Written task: Rewrite everything from the line containing "Outline wooden wall" down to the line containing "184, 574, 221]]", changing each "Bounding boxes" to "Box coordinates" and leaving all else unchanged.

Data for the task:
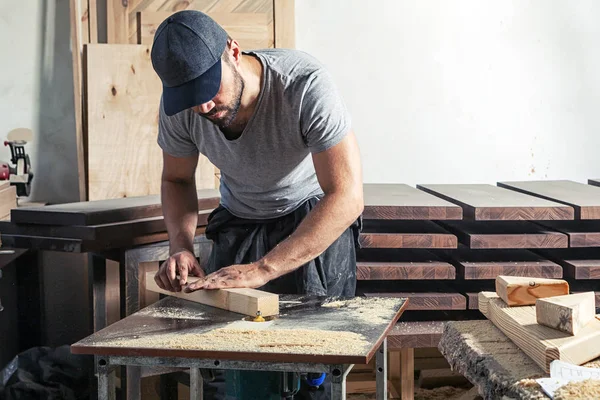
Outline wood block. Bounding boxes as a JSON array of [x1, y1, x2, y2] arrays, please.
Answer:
[[359, 220, 458, 249], [535, 292, 596, 335], [438, 221, 569, 249], [498, 180, 600, 219], [496, 275, 569, 306], [479, 292, 600, 373], [363, 183, 462, 220], [417, 184, 574, 221], [146, 271, 279, 317]]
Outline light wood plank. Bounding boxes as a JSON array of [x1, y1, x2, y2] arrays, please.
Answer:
[[479, 292, 600, 373], [363, 183, 462, 220], [146, 271, 279, 317], [535, 292, 596, 335], [417, 184, 574, 221], [496, 275, 569, 306], [498, 180, 600, 219]]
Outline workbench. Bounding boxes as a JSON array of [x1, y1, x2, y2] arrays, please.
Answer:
[[438, 320, 600, 400], [71, 295, 407, 399]]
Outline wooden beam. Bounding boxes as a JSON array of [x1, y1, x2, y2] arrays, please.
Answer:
[[479, 292, 600, 373], [535, 292, 596, 335], [146, 271, 279, 317], [496, 275, 569, 306]]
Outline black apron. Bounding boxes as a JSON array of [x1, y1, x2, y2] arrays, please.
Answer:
[[202, 197, 362, 400]]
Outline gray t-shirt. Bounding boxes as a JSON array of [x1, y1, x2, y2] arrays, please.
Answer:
[[158, 49, 351, 219]]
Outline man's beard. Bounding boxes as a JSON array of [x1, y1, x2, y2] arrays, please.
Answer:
[[200, 69, 245, 129]]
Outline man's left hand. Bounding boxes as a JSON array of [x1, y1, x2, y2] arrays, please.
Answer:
[[184, 263, 273, 293]]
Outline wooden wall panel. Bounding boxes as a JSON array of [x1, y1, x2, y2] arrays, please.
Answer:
[[86, 44, 214, 200]]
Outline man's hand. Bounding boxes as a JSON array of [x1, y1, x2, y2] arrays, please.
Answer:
[[154, 250, 205, 292], [184, 263, 274, 293]]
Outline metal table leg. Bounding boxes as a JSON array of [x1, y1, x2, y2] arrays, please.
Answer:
[[375, 338, 387, 400]]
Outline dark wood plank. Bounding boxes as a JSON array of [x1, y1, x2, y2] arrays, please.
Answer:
[[365, 292, 467, 311], [438, 221, 569, 249], [536, 220, 600, 247], [387, 321, 445, 350], [417, 184, 574, 221], [359, 220, 458, 249], [448, 246, 563, 280], [363, 183, 462, 220], [498, 180, 600, 219], [0, 209, 213, 241], [537, 248, 600, 280], [11, 189, 220, 226], [356, 249, 456, 280]]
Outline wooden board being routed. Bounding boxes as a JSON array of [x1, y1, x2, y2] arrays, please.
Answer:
[[448, 246, 563, 280], [535, 220, 600, 247], [438, 221, 569, 249], [71, 295, 406, 364], [479, 292, 600, 372], [11, 189, 221, 226], [146, 271, 279, 317], [498, 180, 600, 219], [356, 249, 455, 281], [359, 220, 458, 249], [417, 184, 573, 221], [84, 43, 215, 200], [363, 183, 462, 220]]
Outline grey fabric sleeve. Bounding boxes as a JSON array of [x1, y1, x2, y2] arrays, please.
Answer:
[[300, 70, 351, 153], [157, 98, 198, 157]]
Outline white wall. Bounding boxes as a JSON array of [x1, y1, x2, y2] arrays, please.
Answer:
[[296, 0, 600, 184]]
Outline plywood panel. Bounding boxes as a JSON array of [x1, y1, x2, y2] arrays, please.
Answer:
[[136, 11, 273, 50], [363, 183, 462, 219], [85, 44, 215, 200], [498, 180, 600, 219], [417, 184, 574, 221]]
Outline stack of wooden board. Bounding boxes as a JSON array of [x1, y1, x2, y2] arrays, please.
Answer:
[[0, 189, 220, 252], [0, 181, 17, 221]]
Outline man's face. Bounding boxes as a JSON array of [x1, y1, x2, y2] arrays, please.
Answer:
[[193, 54, 244, 128]]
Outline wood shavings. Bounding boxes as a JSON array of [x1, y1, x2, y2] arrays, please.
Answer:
[[98, 328, 369, 355], [554, 379, 600, 400]]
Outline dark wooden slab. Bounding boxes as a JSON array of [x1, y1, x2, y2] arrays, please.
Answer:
[[438, 221, 569, 249], [536, 220, 600, 247], [11, 189, 220, 226], [537, 248, 600, 280], [365, 292, 467, 311], [71, 296, 406, 364], [448, 246, 563, 280], [498, 180, 600, 219], [359, 220, 458, 249], [356, 249, 456, 280], [417, 184, 574, 221], [0, 209, 213, 241], [388, 321, 445, 350], [363, 183, 462, 220]]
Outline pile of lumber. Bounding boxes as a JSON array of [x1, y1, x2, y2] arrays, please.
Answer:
[[0, 181, 17, 221], [479, 276, 600, 373], [0, 189, 220, 253]]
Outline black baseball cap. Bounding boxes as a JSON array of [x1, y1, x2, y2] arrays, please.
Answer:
[[151, 10, 228, 116]]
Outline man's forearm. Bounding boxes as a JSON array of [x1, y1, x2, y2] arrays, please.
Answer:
[[259, 193, 363, 279], [161, 180, 198, 254]]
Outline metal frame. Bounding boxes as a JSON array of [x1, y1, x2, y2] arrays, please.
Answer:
[[96, 338, 387, 400]]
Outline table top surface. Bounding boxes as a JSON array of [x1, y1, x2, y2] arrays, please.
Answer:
[[71, 295, 407, 364]]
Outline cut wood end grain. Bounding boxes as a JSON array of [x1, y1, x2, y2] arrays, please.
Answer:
[[536, 292, 596, 335], [496, 275, 569, 307]]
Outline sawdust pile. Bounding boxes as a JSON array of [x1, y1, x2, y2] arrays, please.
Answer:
[[321, 297, 398, 324], [554, 379, 600, 400], [102, 328, 369, 355]]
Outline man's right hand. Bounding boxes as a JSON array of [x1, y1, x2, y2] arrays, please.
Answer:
[[154, 250, 205, 292]]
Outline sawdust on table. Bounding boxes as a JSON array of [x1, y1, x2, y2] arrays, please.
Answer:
[[321, 297, 398, 324], [100, 328, 369, 355]]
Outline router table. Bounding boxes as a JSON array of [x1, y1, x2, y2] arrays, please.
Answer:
[[71, 295, 407, 400]]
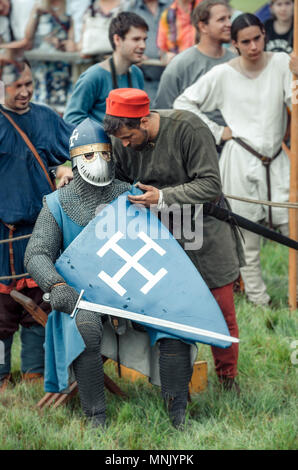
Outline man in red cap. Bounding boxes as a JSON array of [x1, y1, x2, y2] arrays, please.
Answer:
[[104, 88, 243, 426]]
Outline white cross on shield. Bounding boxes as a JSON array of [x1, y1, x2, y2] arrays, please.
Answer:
[[97, 232, 167, 297]]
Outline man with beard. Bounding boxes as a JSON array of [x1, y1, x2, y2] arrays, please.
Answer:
[[104, 89, 243, 393], [0, 61, 73, 391], [154, 0, 235, 115], [64, 12, 148, 125]]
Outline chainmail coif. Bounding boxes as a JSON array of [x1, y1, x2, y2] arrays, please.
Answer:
[[59, 168, 131, 226], [24, 168, 131, 294]]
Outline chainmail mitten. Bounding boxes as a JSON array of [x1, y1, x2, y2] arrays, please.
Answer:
[[50, 284, 79, 314], [159, 339, 192, 428], [24, 201, 64, 292], [73, 310, 106, 426]]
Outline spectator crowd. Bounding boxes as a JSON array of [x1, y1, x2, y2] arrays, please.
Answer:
[[0, 0, 298, 425]]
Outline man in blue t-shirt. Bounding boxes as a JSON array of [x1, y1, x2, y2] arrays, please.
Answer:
[[0, 63, 73, 392], [64, 12, 148, 125]]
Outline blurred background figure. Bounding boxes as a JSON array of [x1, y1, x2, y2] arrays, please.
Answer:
[[5, 0, 76, 114], [78, 0, 125, 57], [157, 0, 202, 65], [10, 0, 36, 41], [124, 0, 172, 102], [0, 0, 12, 57], [265, 0, 294, 54], [66, 0, 91, 44]]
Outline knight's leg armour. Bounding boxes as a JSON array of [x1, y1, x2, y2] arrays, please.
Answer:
[[73, 310, 106, 426], [159, 338, 192, 428]]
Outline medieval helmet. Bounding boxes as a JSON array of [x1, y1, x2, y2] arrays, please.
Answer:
[[69, 118, 114, 186]]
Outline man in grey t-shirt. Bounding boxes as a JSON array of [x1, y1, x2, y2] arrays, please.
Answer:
[[153, 0, 235, 126]]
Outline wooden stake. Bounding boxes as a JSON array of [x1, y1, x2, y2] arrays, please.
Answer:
[[289, 0, 298, 311]]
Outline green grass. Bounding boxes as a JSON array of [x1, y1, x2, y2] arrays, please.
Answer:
[[0, 242, 298, 450], [231, 0, 268, 13]]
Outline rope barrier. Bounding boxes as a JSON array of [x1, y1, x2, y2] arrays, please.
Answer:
[[224, 194, 298, 209], [0, 194, 298, 246]]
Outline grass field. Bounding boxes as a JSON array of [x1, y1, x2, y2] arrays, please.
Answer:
[[0, 242, 298, 450]]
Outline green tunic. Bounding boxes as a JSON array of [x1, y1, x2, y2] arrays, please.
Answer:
[[113, 110, 242, 289]]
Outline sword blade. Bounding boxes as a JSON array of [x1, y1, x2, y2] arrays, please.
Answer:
[[71, 300, 239, 343]]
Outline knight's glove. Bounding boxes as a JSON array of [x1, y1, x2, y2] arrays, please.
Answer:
[[50, 283, 79, 314]]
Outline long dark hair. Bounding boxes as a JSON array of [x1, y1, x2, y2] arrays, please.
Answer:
[[231, 13, 265, 41]]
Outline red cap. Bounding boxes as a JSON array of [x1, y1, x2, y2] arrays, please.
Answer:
[[106, 88, 150, 118]]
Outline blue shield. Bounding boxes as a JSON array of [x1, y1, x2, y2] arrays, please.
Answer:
[[56, 193, 231, 348]]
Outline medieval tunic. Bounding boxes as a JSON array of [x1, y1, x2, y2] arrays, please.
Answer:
[[174, 52, 292, 225], [0, 103, 73, 293], [113, 110, 239, 288], [113, 110, 243, 378]]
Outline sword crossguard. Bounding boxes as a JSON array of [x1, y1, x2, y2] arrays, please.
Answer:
[[70, 289, 85, 318]]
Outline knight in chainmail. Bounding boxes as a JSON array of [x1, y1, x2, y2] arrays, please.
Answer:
[[25, 118, 192, 427]]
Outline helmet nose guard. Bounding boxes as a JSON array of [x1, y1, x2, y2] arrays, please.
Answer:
[[69, 118, 114, 186]]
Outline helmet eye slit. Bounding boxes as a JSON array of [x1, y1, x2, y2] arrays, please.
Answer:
[[82, 152, 96, 163]]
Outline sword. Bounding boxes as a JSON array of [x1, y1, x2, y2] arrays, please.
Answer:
[[70, 290, 239, 343]]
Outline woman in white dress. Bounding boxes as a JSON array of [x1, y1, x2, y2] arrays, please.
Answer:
[[174, 13, 292, 305]]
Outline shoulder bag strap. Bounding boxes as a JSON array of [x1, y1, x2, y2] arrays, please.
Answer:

Task response:
Outline wooden wall panel. Box coordinates as a JSON array of [x1, y1, x2, y2] arrays, please.
Answer:
[[86, 44, 214, 200]]
Outline man's hand. Box coordinates as a JSON array of [x1, y1, x2, y2] arrays, please.
Answer:
[[154, 250, 205, 292], [184, 263, 274, 293]]
Outline metal table leg. Box coordinates as a JSON array of [x1, y1, x2, y2] arrays, please.
Answer:
[[375, 338, 387, 400]]
Outline dark wood plank. Box coordinates as a JSON array of [x1, y1, x2, y2] arrays, please.
Answer:
[[365, 292, 467, 311], [438, 221, 569, 249], [536, 220, 600, 247], [387, 321, 445, 350], [417, 184, 574, 221], [359, 220, 458, 249], [448, 246, 563, 280], [363, 183, 462, 220], [498, 180, 600, 219], [0, 209, 213, 241], [537, 248, 600, 280], [11, 189, 220, 226], [356, 249, 456, 280]]
Outline wooden board being routed. Box coordinates as a JSON array of [x1, y1, x2, y2] arrays, please.
Answer:
[[448, 246, 563, 280], [535, 220, 600, 247], [438, 221, 569, 249], [71, 295, 406, 364], [479, 292, 600, 372], [11, 189, 221, 226], [146, 271, 279, 317], [498, 180, 600, 219], [356, 249, 455, 281], [359, 220, 458, 249], [417, 184, 573, 221], [84, 43, 215, 200], [363, 183, 462, 220]]
Outline grey fabric sleeve. Box coordinates as a JSON array of [x1, y1, x2, y2] arrays, please.
Answer:
[[300, 70, 351, 153], [157, 98, 198, 157]]
Outline white wall. Box coordinates as a JSON array of [x1, y1, x2, y2] arrays, please.
Answer:
[[296, 0, 600, 184]]
Outline plywood panel. Box coordinates as a JSON array of [x1, y1, x2, y2] arrays, please.
Answer:
[[136, 11, 273, 50], [363, 183, 462, 219], [85, 44, 215, 200], [498, 180, 600, 219], [417, 184, 574, 221]]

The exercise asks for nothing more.